[[ Given records, beginning ]]

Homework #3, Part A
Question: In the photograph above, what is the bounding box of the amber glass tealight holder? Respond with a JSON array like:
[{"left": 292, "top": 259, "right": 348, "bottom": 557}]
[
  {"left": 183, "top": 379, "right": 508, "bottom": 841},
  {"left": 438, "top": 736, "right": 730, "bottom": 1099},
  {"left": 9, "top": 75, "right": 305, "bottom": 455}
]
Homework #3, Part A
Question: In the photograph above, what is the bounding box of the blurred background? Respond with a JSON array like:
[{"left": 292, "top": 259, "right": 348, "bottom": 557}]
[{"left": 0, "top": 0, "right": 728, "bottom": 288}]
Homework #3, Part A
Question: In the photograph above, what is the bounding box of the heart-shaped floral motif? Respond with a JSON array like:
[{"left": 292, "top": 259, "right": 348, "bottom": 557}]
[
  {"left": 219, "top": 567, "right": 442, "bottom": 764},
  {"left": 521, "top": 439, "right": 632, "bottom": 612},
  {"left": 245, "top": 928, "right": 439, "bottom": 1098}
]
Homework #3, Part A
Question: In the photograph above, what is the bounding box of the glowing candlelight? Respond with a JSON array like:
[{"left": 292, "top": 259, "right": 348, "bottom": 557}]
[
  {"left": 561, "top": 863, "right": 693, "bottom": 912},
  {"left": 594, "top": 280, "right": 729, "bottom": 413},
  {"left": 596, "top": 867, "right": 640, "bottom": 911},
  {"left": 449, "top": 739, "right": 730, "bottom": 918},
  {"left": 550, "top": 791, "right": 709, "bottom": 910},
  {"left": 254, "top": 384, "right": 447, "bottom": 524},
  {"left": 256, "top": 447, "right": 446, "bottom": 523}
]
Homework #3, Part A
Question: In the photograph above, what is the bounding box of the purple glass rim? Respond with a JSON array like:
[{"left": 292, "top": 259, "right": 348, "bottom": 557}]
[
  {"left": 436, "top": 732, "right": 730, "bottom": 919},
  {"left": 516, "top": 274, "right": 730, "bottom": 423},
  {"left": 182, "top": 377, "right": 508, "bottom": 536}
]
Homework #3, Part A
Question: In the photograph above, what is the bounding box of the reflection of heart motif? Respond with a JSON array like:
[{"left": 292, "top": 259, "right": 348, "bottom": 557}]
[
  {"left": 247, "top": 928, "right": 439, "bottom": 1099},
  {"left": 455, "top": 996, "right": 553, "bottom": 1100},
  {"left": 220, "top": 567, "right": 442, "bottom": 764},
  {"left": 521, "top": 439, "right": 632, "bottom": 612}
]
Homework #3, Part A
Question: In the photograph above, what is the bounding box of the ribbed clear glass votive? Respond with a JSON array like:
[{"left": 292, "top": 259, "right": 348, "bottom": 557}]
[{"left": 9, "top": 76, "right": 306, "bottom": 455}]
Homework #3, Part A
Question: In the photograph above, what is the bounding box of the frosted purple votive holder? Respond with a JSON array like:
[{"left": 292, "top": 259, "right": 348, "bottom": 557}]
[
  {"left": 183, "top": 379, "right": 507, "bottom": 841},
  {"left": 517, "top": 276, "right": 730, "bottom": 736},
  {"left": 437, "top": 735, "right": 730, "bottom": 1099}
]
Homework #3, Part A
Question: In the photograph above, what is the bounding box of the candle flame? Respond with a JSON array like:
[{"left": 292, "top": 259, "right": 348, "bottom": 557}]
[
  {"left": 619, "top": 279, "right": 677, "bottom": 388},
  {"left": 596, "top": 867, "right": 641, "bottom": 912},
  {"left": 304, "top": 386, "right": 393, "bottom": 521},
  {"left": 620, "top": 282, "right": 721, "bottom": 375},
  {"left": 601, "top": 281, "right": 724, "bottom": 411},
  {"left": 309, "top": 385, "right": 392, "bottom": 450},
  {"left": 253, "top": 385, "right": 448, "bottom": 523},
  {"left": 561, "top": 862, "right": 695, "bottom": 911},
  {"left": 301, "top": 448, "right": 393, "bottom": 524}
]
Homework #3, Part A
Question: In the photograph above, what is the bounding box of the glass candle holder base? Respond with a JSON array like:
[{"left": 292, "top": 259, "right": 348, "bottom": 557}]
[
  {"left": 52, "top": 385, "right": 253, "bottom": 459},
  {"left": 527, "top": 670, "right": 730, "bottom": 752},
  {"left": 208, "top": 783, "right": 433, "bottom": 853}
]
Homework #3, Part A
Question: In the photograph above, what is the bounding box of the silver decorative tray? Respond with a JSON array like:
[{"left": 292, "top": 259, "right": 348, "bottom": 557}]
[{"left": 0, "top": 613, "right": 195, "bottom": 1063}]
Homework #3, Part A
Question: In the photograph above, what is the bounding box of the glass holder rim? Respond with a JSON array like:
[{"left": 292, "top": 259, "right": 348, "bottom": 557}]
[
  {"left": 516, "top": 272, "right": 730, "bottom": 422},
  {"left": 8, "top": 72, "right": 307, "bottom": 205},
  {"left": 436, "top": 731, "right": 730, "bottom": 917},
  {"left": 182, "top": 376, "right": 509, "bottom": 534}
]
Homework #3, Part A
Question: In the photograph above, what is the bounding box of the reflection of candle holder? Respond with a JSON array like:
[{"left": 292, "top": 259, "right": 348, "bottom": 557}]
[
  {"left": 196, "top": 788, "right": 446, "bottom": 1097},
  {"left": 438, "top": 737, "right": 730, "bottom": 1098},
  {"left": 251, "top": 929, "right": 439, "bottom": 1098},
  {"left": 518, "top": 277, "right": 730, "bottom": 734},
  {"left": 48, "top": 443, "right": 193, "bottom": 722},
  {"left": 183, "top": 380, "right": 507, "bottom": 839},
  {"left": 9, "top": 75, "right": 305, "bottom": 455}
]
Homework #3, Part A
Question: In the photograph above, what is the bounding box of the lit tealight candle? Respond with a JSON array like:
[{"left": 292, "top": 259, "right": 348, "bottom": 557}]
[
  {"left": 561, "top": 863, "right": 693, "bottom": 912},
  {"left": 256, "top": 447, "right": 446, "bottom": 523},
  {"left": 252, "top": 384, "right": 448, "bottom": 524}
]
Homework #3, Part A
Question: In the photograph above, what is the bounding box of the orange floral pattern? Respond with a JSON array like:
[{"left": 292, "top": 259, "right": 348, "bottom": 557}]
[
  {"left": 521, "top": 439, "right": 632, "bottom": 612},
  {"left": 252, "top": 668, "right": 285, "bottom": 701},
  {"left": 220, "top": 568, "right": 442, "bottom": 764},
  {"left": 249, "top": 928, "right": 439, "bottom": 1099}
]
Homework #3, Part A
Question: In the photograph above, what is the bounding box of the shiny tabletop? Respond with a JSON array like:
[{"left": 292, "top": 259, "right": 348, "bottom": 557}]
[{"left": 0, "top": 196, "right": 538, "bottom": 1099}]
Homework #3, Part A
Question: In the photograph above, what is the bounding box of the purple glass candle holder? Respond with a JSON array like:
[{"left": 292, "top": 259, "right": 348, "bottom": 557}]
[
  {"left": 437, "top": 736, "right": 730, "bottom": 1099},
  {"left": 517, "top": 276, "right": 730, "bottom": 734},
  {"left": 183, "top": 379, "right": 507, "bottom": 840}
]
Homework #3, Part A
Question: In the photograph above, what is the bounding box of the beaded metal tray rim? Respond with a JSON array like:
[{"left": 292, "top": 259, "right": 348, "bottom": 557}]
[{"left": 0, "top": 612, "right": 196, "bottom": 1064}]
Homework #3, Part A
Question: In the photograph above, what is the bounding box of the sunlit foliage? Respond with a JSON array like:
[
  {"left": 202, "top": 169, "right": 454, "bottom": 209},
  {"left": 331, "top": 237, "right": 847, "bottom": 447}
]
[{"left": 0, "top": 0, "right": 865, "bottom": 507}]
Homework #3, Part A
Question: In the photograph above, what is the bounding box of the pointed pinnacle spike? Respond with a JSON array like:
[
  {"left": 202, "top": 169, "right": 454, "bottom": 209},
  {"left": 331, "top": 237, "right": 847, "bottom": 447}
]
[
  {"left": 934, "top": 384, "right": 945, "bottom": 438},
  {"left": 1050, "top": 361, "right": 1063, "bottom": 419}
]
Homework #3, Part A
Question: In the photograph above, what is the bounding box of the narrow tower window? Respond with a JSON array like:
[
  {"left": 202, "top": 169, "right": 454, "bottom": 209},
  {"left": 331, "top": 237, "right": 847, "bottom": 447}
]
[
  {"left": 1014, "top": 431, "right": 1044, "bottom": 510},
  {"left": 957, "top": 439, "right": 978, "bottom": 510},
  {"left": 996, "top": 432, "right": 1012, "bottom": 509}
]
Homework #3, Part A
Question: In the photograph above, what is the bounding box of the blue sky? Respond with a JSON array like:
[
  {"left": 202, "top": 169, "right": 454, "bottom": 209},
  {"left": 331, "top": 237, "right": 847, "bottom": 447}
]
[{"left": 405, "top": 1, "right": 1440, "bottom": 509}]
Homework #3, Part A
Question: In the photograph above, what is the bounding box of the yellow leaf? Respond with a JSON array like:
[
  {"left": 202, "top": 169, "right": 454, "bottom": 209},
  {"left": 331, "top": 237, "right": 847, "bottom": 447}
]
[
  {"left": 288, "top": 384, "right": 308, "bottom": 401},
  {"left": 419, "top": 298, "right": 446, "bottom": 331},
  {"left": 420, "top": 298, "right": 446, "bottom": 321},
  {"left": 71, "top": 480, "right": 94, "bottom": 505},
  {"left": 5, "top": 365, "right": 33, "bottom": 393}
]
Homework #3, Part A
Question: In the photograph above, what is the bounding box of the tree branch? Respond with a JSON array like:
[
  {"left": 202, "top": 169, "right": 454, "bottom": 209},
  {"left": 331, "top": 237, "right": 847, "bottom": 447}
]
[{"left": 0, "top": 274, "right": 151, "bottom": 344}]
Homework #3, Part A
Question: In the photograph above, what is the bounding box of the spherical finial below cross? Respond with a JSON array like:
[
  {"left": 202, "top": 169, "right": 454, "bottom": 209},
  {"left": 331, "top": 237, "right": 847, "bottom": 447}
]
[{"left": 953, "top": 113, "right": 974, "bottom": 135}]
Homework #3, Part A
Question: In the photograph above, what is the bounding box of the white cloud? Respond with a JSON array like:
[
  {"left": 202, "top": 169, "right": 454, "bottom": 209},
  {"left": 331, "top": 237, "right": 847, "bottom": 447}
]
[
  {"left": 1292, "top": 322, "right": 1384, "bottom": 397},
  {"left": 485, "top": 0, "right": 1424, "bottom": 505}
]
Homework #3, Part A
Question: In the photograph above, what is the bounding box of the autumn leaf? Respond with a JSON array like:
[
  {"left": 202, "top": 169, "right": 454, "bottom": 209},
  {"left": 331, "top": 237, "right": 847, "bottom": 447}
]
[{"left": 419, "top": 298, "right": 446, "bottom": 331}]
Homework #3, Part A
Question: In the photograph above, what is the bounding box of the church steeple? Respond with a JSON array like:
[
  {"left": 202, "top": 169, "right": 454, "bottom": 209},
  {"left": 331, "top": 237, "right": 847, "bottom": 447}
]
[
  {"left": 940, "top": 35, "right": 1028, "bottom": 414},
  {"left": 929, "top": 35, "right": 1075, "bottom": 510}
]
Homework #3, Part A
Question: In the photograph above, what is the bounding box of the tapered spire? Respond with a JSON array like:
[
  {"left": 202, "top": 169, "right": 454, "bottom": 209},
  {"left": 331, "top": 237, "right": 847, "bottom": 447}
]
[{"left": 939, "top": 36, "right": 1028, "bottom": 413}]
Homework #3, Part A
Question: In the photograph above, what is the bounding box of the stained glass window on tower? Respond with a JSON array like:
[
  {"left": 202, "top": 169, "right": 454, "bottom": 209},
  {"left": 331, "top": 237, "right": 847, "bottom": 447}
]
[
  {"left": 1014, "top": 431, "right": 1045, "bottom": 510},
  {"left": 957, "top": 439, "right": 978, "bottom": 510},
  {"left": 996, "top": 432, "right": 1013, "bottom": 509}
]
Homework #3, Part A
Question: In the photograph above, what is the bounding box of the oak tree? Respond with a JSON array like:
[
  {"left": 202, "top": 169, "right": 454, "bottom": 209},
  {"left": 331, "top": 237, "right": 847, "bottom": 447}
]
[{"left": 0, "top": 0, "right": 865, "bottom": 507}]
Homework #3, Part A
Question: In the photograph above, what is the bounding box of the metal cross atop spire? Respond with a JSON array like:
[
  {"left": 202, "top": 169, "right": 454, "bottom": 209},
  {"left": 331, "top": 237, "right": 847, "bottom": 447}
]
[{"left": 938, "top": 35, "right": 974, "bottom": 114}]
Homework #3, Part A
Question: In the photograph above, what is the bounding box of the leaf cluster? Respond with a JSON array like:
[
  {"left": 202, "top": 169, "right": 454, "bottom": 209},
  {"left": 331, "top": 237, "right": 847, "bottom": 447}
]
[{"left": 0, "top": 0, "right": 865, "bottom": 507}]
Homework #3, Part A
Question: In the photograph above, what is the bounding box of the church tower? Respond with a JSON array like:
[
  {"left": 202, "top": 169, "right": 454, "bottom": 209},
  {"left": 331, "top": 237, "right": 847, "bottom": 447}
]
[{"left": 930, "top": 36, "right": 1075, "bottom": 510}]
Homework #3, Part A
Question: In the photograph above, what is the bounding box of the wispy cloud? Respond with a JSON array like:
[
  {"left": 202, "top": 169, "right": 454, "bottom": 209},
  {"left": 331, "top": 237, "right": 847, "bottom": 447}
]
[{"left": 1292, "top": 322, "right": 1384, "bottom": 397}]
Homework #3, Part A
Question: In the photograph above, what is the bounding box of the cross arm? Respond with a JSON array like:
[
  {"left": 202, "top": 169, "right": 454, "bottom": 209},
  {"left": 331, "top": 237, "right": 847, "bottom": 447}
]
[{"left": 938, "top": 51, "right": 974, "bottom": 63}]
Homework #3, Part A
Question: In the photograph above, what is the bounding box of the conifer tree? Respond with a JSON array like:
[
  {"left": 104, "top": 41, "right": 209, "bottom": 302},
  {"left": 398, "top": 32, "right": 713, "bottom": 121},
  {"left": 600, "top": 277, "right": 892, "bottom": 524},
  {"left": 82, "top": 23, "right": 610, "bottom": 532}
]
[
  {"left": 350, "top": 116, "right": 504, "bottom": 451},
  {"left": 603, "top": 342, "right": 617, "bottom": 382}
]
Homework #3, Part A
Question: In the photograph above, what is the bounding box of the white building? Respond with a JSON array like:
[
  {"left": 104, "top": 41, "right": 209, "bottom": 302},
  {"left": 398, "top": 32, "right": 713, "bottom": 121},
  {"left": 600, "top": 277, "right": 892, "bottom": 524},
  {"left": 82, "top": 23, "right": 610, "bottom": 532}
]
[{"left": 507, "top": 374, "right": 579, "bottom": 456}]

[[ Given records, end ]]

### What is expected
Across the entries above, how many lines contain "motif"? Provide only the count.

### Written response
2